Sequences were again edited and aligned in BioEdit and Geneious R6 (Drummond et al, 
2011). We then searched for different, putative alleles within each individual. Given the low 
number of clones screened we only considered as different, presumably functional alleles, 
those DNA sequences differing in at least three nucleotide positions and not showing 
stop codons or disrupted reading frames. These criteria will minimize the impact of PCR 
and sequencing artifacts in our allele repertoire but may also underestimate the number 
of alleles per individual (e.g., when true alleles differed in just one nucleotide positions 
but they are not found in more than one clone each). All sequences fitting these criteria 
have been deposited into the GenBank public domain (see results). Putative pseudogenes 
and those sequences suspected to be mosaic or chimeric sequences were discarded. In a 
study focused on population genetics, the genotyping of MHC loci across large complex 
multigene families requires more stringent criteria and protocols to define true alleles than 
those described in this study (e.g., Lenz & Becker, 2008; Sepil etal, 2012). Here our purpose 
was to produce a first glimpse of the utility of our primers and broad macroevolutionary 
patterns, but future studies using our primers should more thoroughly analyze a MHC 
variability in particular species with more stringent quality checks.

────────────────────

*Your instructions*. According to the excerpt on allele criteria, in at least how many nucleotide positions did two DNA sequences have to differ to be considered different alleles? The lines that come next are separate material and have no connection to the excerpt on allele criteria.

*Data*.
────────────────────

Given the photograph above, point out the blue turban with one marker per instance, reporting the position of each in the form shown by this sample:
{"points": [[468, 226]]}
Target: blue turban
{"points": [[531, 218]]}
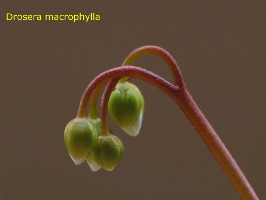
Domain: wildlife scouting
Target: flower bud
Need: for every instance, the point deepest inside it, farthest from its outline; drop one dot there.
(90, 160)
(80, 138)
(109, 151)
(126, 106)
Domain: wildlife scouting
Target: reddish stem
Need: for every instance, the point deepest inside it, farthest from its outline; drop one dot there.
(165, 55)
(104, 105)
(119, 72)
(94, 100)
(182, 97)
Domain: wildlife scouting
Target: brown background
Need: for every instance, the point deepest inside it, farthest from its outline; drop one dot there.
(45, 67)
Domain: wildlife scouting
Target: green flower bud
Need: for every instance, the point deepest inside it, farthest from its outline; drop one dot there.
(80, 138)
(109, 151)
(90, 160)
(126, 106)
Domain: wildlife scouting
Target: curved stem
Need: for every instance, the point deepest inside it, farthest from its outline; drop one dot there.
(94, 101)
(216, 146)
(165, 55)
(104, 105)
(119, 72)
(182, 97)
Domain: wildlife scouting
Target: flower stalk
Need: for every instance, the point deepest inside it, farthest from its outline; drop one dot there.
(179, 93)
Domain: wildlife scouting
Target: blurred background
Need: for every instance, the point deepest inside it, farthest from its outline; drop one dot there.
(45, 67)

────────────────────

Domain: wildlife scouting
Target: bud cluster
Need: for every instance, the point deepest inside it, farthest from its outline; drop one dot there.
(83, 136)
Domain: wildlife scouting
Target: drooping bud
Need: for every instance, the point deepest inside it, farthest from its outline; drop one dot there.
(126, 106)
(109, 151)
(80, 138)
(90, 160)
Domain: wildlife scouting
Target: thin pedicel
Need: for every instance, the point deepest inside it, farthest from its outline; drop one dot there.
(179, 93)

────────────────────

*Response to the task*. At least three nucleotide positions.